Reproduce the material below word for word, from its first line through its last.

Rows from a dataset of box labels

+===+

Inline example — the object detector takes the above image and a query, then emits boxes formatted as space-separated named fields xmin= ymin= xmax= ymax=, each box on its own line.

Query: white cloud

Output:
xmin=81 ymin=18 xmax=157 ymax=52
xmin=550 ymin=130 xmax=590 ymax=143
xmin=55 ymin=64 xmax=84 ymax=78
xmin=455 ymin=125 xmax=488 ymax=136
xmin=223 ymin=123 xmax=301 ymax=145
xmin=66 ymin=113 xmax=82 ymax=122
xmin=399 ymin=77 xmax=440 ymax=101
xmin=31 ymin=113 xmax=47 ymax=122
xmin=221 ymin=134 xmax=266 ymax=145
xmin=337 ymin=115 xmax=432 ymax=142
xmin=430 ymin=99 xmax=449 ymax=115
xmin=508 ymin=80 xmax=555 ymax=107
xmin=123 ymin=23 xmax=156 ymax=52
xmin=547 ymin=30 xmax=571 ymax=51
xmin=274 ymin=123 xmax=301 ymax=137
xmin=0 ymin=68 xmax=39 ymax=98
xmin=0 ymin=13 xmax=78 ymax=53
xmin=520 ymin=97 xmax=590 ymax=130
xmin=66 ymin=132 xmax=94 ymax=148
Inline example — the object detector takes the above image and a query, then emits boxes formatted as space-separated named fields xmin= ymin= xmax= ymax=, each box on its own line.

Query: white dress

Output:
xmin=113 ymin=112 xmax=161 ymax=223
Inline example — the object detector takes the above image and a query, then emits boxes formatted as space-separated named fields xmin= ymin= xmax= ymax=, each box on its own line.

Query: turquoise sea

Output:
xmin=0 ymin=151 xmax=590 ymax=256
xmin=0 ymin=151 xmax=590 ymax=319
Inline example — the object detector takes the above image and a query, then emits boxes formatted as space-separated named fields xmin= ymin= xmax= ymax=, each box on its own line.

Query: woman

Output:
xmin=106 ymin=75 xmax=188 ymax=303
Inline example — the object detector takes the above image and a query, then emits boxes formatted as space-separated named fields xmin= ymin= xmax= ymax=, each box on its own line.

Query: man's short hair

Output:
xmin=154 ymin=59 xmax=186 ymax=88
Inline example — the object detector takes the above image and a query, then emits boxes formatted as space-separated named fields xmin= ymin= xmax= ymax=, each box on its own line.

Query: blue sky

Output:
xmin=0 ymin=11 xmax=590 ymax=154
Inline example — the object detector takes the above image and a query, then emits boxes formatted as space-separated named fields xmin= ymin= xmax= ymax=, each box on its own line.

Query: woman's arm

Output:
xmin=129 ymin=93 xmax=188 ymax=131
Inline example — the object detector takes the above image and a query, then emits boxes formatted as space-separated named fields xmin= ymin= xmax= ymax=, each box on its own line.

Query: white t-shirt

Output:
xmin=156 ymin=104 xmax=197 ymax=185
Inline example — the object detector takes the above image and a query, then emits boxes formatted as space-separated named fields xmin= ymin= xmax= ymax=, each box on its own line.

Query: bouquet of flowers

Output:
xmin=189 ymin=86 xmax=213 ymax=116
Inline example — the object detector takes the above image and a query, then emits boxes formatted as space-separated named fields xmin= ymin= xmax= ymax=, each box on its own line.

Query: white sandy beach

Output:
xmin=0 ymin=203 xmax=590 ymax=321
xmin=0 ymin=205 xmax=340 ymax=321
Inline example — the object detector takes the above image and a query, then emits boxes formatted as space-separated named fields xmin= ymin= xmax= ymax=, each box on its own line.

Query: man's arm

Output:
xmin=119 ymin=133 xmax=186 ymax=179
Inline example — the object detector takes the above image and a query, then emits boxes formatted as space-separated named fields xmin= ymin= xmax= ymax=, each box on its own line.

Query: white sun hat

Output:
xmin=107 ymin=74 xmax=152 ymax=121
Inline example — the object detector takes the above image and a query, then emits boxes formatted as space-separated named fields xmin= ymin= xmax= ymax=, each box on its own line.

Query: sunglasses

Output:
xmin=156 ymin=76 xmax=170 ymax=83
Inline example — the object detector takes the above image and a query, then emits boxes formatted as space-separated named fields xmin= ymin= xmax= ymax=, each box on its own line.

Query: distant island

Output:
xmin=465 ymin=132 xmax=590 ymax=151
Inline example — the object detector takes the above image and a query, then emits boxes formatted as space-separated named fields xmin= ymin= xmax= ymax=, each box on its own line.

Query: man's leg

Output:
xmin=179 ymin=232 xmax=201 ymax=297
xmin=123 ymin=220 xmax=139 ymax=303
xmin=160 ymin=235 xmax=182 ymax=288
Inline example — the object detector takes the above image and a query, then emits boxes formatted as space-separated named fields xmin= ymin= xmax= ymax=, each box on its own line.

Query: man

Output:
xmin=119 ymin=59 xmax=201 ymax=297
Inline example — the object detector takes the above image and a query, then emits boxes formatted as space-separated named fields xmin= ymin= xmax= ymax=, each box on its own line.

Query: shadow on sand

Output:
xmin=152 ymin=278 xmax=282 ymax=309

+===+

OUTPUT FOR THIS TASK:
Inline example — the object detector takes the above image and a query, then emits boxes formatted as space-separated named fields xmin= ymin= xmax= ymax=, each box on its own line.

Query: white cloud

Output:
xmin=81 ymin=18 xmax=157 ymax=52
xmin=550 ymin=130 xmax=590 ymax=143
xmin=55 ymin=64 xmax=84 ymax=78
xmin=455 ymin=125 xmax=488 ymax=136
xmin=223 ymin=123 xmax=301 ymax=145
xmin=66 ymin=113 xmax=82 ymax=122
xmin=399 ymin=77 xmax=440 ymax=101
xmin=31 ymin=113 xmax=47 ymax=122
xmin=221 ymin=134 xmax=266 ymax=145
xmin=337 ymin=115 xmax=432 ymax=142
xmin=430 ymin=99 xmax=449 ymax=115
xmin=508 ymin=80 xmax=555 ymax=107
xmin=123 ymin=23 xmax=156 ymax=52
xmin=547 ymin=30 xmax=571 ymax=51
xmin=274 ymin=123 xmax=301 ymax=137
xmin=0 ymin=68 xmax=39 ymax=98
xmin=0 ymin=13 xmax=78 ymax=53
xmin=520 ymin=97 xmax=590 ymax=130
xmin=66 ymin=132 xmax=94 ymax=148
Inline example — the object detector takes the above image and a query, then emits boxes formatted as space-separated named fields xmin= ymin= xmax= ymax=, each box on its own line.

Query: white dress

Output:
xmin=113 ymin=112 xmax=161 ymax=223
Inline example — the object detector takes the above image and a query, then emits boxes formatted as space-separated named fields xmin= ymin= xmax= ymax=, each box on its own line.

Query: turquoise sea

Output:
xmin=0 ymin=151 xmax=590 ymax=256
xmin=0 ymin=151 xmax=590 ymax=319
Inline example — the object detector takes the above image and a query, then emits boxes formatted as space-separated named fields xmin= ymin= xmax= ymax=, each box on its own line.

Query: woman

Output:
xmin=106 ymin=75 xmax=188 ymax=303
Inline example — the object detector takes the above image and a query, then emits boxes formatted as space-separated named fields xmin= ymin= xmax= ymax=, each box on its own line.

Query: man's short hair

Output:
xmin=154 ymin=59 xmax=186 ymax=88
Inline example — the object detector takes the above image and a query, then emits boxes formatted as space-separated named fields xmin= ymin= xmax= ymax=, each box on its own line.

Query: blue sky

Output:
xmin=0 ymin=11 xmax=590 ymax=154
Inline example — the object detector takes the above image and a query, then emits boxes formatted as space-separated named fields xmin= ymin= xmax= ymax=, each box on its own line.

Query: woman's arm

Output:
xmin=129 ymin=93 xmax=188 ymax=131
Inline example — the object detector takes the above image and a query, then emits boxes formatted as space-separated named fields xmin= ymin= xmax= ymax=, each box on its own line.

Query: white t-shirt

Output:
xmin=156 ymin=104 xmax=197 ymax=185
Inline example — the object detector takes the above image and a query, then emits boxes formatted as space-separated named fields xmin= ymin= xmax= ymax=, each box on its own line.

Query: bouquet of flowers

Output:
xmin=189 ymin=86 xmax=213 ymax=116
Inline example — the object detector takes the above image and a query, then emits boxes formatted as space-separated named fields xmin= ymin= xmax= ymax=, each box on its own line.

Query: white sandy beach

Output:
xmin=0 ymin=203 xmax=590 ymax=321
xmin=0 ymin=205 xmax=340 ymax=321
Inline example — the object detector takes the above image and a query, then emits boxes formatted as space-separated named fields xmin= ymin= xmax= ymax=, each box on its own line.

Query: man's arm

Output:
xmin=119 ymin=133 xmax=186 ymax=179
Inline example — the object detector takes the above image and a query, then emits boxes formatted as space-separated named fields xmin= ymin= xmax= ymax=, each box on its own line.

Query: white sun hat

Output:
xmin=107 ymin=74 xmax=152 ymax=121
Inline example — the object detector takes the above image and a query, then emits boxes formatted as space-separated named fields xmin= ymin= xmax= ymax=, each box on its own line.

Query: sunglasses

Output:
xmin=156 ymin=76 xmax=170 ymax=83
Inline example — the object detector takes the above image and a query, then emits boxes formatted as space-separated named fields xmin= ymin= xmax= ymax=, each box on its own line.

Query: distant island

Output:
xmin=465 ymin=132 xmax=590 ymax=151
Inline example — the object detector takes the above image and a query, then emits boxes formatted as space-separated named fields xmin= ymin= xmax= ymax=, each box on its own line.

Query: man's leg

Output:
xmin=179 ymin=232 xmax=201 ymax=297
xmin=123 ymin=220 xmax=139 ymax=303
xmin=160 ymin=235 xmax=182 ymax=288
Inline example — the object detector takes the above image and a query, then emits boxes formatted as space-separated named fields xmin= ymin= xmax= ymax=, each box on its own line.

Query: man

Output:
xmin=119 ymin=59 xmax=201 ymax=297
Inline example — the object detector takes the above image and a query, then emits boxes formatted as space-separated named fields xmin= ymin= xmax= ymax=, each box on its own line.

Query: shadow on sand

Output:
xmin=152 ymin=278 xmax=282 ymax=309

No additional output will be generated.